Set down the records that follow in full and without changes.

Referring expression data
>>>>

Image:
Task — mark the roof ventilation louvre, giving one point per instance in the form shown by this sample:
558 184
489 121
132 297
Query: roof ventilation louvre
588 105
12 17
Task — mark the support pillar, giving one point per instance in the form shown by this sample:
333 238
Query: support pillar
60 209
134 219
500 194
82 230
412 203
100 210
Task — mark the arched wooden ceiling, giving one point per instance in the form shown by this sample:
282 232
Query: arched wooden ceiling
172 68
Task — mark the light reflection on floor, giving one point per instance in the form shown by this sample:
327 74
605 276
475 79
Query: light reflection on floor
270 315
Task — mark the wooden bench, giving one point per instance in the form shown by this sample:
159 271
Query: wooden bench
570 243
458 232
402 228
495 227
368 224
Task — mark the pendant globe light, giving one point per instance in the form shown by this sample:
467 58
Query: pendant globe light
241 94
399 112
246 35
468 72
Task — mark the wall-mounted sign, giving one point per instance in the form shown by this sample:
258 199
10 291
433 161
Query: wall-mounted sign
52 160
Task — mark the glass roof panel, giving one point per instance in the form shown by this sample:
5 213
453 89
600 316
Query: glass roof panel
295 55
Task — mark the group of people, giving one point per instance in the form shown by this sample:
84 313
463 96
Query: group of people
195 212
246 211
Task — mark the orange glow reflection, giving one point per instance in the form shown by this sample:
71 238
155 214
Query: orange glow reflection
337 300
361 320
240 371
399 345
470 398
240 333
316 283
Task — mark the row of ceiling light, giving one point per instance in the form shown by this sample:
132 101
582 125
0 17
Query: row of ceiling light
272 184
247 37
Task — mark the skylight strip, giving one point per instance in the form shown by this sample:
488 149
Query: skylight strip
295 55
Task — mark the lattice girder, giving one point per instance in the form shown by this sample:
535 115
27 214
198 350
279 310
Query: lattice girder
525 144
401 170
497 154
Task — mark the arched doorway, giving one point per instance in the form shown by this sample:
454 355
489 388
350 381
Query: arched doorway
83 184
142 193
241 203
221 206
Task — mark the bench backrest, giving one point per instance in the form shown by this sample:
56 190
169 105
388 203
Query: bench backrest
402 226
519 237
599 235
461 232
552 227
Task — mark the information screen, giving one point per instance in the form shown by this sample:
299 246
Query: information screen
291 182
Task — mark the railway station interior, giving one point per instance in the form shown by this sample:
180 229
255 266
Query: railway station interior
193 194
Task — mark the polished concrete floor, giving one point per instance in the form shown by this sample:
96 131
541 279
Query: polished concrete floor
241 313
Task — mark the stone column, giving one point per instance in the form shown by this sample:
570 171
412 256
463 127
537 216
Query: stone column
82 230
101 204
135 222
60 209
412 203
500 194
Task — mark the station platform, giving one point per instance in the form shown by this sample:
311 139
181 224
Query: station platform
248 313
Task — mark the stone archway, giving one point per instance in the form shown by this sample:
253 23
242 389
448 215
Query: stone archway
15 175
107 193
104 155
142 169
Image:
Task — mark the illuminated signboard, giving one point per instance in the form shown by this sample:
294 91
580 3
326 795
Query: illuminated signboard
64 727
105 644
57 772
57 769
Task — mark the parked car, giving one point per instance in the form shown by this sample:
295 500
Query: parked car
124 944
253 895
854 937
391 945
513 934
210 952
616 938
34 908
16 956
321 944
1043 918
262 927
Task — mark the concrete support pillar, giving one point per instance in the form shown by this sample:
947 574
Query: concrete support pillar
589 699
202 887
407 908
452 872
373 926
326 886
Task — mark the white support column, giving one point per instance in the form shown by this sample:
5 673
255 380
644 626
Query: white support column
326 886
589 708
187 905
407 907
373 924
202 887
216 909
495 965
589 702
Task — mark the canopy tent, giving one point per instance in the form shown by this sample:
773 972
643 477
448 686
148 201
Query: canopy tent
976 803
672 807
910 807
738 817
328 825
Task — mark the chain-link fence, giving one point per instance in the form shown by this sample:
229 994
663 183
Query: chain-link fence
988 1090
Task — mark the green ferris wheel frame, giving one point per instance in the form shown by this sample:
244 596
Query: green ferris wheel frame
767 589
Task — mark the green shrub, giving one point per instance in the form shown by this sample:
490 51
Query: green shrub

<<<<

■ **Response for this exercise**:
Image:
Task — mark the roof ventilation louvre, giving one point per instance in the form shown by this sample:
558 184
489 121
132 297
Query: roof ventilation louvre
588 105
12 17
Task — mark the support pillar, giving one point per instance in the form shown by this sample:
333 238
Query: support pillar
60 209
134 219
500 194
82 230
412 203
100 210
Task — mark the arched wooden ceiling, giving one point per instance in the form shown by this sample:
282 232
Query: arched wooden ceiling
172 68
Task — mark the light reflection on floor, giving one point per instance in the form shown by this sample:
327 74
605 276
475 79
Query: light reflection on floor
270 315
Task — mark the wooden bench, giving one point per instance in the form shown by this sample:
159 271
Query: wooden bench
570 243
458 232
402 228
495 227
368 224
Task — mark the pendant globe light, giving one point per instance in the form shown by this sample:
467 58
Query: pendant globe light
241 94
399 112
246 35
468 72
Task — mark the wall-mounted sign, giving one point per instance in the form shown by this sample:
258 199
10 291
433 161
Query: wall-mounted sign
52 160
Task — mark the glass roof panel, giving one point per instance in the form shown by this sample:
5 213
453 89
600 316
Query: glass roof panel
295 55
Task — mark the group of people, giving one point per instance in the form shown by this sample:
84 313
463 96
Query: group of people
195 212
246 211
Task — mark the orange glow reflection, giving one point per instance in the form shown by this sample:
71 238
155 214
Query: orange glow reflection
337 300
361 320
240 371
399 345
470 398
240 333
316 283
Task — mark the row of ceiling light, giving one point per instance in the form shown by this sample:
132 101
582 125
0 17
Query: row of ceiling light
272 184
247 37
Task — mark the skylight strip, giving one point per instance in the form shown by this sample:
488 149
Query: skylight strip
295 55
Task — mark the lattice girder, giving one point per instance in the form shown by this sample:
535 115
27 214
198 350
279 310
Query: lattice girder
525 144
401 170
497 154
Task — mark the arched doorway, giving one point per instance in the form shown by this sample:
454 355
489 388
350 381
Query: arched doorway
83 184
142 193
241 203
221 206
Task — mark the bench backrest, giving one point per instance in the form shown by this sample:
56 190
169 105
388 203
Query: bench backrest
402 226
519 237
599 235
461 232
552 227
Task — mark the information screen, giving one point per instance in the form shown by this sample:
299 246
Query: information screen
291 182
Task — mark the railway station interior, giving one point per instance in the form shown by this sample:
180 229
255 266
Query: railway station interior
193 194
Task — mark the polished concrete floor, giving one point per instance in the form shown by this sample:
96 131
541 279
Query: polished concrete floor
241 313
Task — mark the stone column, giving one point per instance in the form shown by this sample:
570 171
412 256
463 127
537 216
Query: stone column
82 230
101 204
135 222
60 209
412 203
500 194
Task — mark the station platform, giving one point per instance in the form shown by this sample:
311 139
181 224
Query: station platform
248 313
Task — mark the stone archway, giving one point per instance in the form shown by this sample:
253 23
242 389
448 215
Query: stone archway
15 175
107 193
104 155
142 169
Image:
Task — mark the illuminated signboard, giving one point per instance in the form shown by this sample:
294 91
580 3
326 795
Query: illuminated signboard
64 727
105 644
57 772
57 769
Task — mark the parked car, giving one point per instance in the form shown by this sample:
295 500
Query: parked car
124 944
253 895
854 937
391 945
513 934
210 952
616 938
34 908
16 956
321 944
1043 918
262 927
Task — mark the concrete support pillar, giving one point per instance in the form shown by this sample:
947 574
Query: concrete support pillar
589 699
202 887
407 908
452 872
373 926
326 886
Task — mark the white support column, giving one point per instance in the form shown by this sample:
5 673
255 380
644 626
Query: white support column
326 886
589 708
187 905
407 907
373 924
202 887
216 909
495 965
589 702
Task — mark the canopy tent, giving one point per instance in the form shown by this sample:
773 972
643 477
448 686
148 201
Query: canopy tent
976 803
672 807
910 807
738 817
328 825
Task — mark the chain-link fence, giving one point per instance in the form shown by this sample:
229 994
663 183
Query: chain-link fence
988 1090
Task — mark the green ferris wheel frame, giving one point per instance in the form shown by this sample:
244 596
Query: green ferris wheel frame
767 589
Task — mark the green shrub, giving one point per instance in the form shown by this sample:
490 51
Query: green shrub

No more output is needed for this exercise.